> _RECORDS TO PROCESS_
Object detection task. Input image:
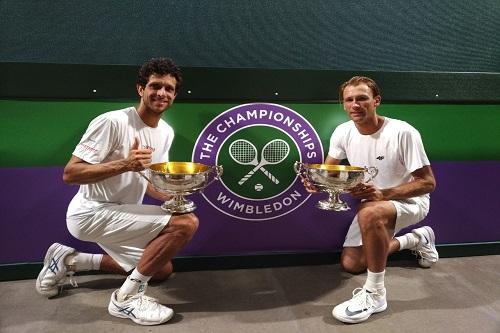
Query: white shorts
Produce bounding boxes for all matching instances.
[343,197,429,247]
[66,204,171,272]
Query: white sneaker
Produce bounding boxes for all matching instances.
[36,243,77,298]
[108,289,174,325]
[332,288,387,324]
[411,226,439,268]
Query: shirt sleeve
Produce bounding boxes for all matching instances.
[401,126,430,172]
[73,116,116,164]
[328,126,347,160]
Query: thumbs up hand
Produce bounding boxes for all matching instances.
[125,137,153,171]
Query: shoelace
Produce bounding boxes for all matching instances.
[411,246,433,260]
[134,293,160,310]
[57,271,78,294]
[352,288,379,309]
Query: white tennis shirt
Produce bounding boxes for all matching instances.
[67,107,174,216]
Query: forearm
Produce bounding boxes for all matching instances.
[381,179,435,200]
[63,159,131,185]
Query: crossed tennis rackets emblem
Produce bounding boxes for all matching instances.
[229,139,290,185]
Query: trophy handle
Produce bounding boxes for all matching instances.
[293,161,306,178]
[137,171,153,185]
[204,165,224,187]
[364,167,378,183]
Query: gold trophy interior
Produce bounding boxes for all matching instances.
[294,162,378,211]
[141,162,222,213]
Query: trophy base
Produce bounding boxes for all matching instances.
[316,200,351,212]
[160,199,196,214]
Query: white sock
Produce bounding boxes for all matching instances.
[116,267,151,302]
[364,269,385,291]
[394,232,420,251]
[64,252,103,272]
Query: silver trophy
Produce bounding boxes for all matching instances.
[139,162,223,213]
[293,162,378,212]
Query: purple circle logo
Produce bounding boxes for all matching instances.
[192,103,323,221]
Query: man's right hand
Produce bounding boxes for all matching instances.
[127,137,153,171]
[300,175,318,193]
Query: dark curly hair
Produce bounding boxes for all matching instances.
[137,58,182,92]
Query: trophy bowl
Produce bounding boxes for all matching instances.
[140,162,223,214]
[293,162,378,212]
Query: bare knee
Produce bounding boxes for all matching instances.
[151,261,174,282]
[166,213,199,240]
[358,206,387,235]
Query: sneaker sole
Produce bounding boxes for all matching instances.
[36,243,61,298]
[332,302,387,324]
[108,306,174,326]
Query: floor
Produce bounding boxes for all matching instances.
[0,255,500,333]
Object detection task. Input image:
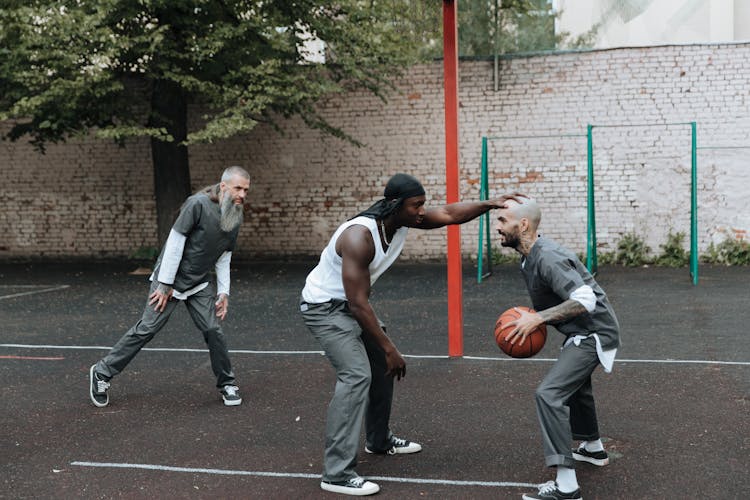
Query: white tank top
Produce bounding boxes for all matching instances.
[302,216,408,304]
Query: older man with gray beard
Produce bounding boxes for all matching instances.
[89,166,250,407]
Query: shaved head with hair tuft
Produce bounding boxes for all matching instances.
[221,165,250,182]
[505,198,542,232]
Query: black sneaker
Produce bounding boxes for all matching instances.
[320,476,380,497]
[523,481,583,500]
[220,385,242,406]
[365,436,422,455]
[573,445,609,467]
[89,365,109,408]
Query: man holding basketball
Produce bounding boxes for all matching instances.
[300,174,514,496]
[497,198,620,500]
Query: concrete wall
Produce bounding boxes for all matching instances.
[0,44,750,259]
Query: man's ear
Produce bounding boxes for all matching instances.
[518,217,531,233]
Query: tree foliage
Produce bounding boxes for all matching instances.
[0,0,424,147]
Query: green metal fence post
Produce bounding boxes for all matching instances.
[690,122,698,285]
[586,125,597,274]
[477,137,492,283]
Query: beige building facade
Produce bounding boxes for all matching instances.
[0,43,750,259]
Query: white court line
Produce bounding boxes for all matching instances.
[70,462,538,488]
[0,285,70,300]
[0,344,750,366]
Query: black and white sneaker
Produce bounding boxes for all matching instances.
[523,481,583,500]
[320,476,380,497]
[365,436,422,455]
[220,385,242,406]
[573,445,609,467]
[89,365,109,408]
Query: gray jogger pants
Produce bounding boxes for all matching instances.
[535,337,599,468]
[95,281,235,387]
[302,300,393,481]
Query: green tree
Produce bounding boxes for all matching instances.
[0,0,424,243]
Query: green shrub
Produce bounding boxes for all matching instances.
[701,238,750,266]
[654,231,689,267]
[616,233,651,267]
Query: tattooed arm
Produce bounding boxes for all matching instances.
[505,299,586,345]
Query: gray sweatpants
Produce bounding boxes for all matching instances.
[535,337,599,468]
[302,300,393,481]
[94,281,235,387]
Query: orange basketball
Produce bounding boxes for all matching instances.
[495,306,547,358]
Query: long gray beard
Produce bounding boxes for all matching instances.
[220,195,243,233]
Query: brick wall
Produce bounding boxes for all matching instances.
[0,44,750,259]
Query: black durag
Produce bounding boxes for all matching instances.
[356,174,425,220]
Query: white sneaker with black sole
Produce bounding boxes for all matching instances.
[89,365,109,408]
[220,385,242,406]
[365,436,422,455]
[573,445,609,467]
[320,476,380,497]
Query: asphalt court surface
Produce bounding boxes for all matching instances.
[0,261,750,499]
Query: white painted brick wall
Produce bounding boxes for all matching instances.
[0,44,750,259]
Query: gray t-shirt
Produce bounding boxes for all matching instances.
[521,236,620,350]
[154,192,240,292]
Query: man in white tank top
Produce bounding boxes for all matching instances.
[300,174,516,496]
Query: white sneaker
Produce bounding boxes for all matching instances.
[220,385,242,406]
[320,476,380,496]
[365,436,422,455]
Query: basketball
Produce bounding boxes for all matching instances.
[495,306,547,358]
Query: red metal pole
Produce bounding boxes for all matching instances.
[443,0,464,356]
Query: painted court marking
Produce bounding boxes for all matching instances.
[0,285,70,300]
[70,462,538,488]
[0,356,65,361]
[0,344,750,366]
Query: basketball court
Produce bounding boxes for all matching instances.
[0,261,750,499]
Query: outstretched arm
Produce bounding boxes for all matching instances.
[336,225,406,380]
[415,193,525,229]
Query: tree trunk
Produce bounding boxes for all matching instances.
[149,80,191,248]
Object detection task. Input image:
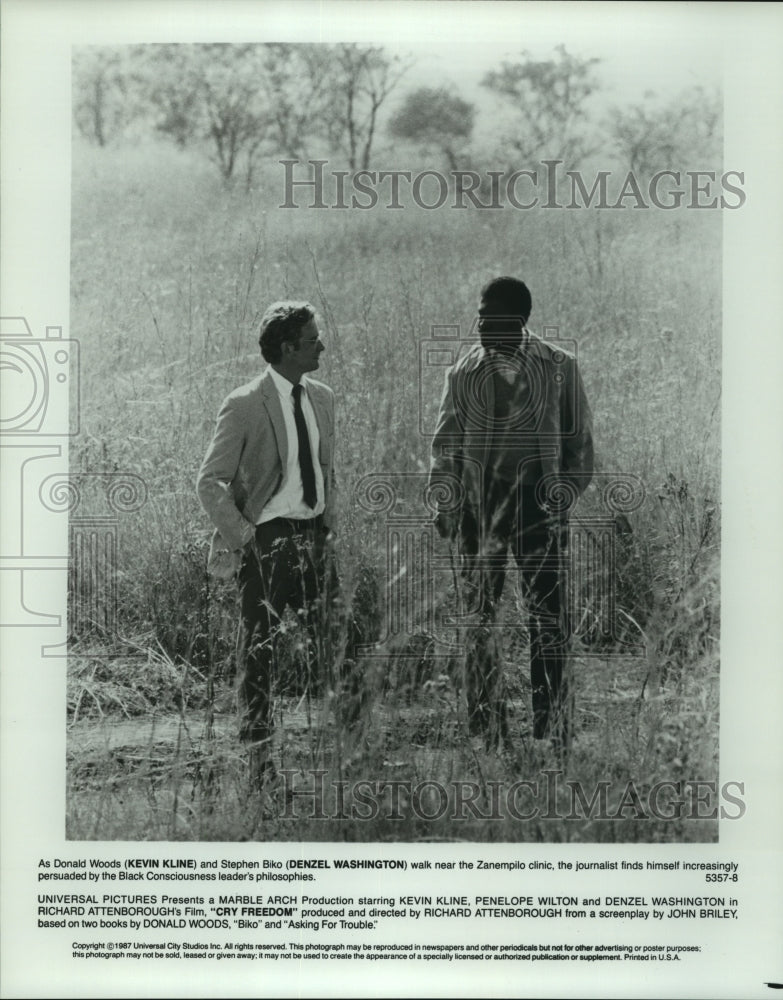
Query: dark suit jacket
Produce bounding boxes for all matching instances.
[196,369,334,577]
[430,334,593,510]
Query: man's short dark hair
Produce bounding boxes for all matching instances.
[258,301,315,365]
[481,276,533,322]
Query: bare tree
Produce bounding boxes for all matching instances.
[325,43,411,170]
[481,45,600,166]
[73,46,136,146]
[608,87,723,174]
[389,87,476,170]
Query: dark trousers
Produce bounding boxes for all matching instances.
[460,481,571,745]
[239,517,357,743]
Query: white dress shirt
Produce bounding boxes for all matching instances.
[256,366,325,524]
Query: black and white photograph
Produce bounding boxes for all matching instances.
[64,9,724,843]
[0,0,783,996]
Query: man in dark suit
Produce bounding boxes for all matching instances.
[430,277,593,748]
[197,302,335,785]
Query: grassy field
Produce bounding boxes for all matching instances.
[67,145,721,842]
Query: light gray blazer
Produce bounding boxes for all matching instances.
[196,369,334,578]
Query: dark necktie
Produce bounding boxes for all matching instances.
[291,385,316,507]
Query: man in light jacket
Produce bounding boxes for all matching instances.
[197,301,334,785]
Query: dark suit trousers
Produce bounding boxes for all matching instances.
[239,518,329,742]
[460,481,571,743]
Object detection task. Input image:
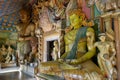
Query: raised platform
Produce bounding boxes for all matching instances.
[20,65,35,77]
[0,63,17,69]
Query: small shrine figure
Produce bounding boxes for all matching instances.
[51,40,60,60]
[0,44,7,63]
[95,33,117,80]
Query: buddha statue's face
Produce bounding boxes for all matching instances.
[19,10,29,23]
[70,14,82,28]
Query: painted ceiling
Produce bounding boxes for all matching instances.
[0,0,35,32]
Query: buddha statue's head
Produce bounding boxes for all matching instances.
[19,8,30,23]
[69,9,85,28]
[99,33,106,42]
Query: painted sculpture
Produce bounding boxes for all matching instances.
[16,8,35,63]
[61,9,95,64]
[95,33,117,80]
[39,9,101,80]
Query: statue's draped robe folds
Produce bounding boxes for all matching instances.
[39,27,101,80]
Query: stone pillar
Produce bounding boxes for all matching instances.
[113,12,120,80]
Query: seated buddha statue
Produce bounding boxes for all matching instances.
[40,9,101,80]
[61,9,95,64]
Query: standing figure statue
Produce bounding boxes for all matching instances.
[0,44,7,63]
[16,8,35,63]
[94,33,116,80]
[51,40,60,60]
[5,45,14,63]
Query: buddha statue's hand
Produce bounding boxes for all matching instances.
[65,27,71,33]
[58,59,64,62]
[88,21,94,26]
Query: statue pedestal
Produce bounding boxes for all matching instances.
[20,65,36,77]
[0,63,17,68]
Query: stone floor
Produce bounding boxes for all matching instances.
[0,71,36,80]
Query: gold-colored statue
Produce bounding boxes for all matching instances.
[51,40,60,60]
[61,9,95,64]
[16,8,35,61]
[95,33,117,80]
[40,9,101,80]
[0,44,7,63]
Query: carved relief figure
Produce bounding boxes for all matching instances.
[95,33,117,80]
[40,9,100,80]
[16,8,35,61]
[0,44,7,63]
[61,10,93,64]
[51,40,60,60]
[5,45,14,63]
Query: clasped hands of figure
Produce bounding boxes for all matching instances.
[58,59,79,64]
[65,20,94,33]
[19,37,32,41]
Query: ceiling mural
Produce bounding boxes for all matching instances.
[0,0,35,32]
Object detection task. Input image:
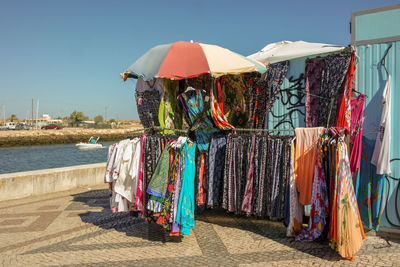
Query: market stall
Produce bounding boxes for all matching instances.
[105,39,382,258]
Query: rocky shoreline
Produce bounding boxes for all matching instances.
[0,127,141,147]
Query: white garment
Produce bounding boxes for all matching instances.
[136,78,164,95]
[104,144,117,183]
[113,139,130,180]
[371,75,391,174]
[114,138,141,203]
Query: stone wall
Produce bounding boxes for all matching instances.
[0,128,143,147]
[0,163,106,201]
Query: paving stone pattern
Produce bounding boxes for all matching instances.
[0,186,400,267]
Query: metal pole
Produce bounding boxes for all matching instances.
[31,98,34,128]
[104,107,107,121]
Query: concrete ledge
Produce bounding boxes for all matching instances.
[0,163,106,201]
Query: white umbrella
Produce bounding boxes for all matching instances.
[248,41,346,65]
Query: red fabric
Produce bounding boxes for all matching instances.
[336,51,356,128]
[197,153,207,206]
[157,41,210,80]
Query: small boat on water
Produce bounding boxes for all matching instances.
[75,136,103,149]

> _PROBLEM TO WORK ON_
Repeat word for word the lines running from the line containing "Query: stone wall" to the end of the entries above, inclusive.

> _WRITTEN SOLUTION_
Query: stone wall
Produce bounding boxes for all matching instances.
[0,128,143,147]
[0,163,106,201]
Query: paving stone pattern
Produce bounding boxes for all matching instances.
[0,186,400,267]
Query: metal pole
Produce bounding boxes for all matching instances.
[31,98,34,128]
[104,107,107,121]
Query: concrete ledge
Produce bounding boxes for all matching instances.
[0,163,106,201]
Query: white umbrella
Produce bounding boxes for all matching instances.
[248,41,346,65]
Query: red fabric
Produce bounding boxes for all matching instances.
[336,51,356,128]
[197,153,207,206]
[157,41,210,80]
Query: small boat on water
Produce bounding boxes for all matching instances.
[75,136,103,149]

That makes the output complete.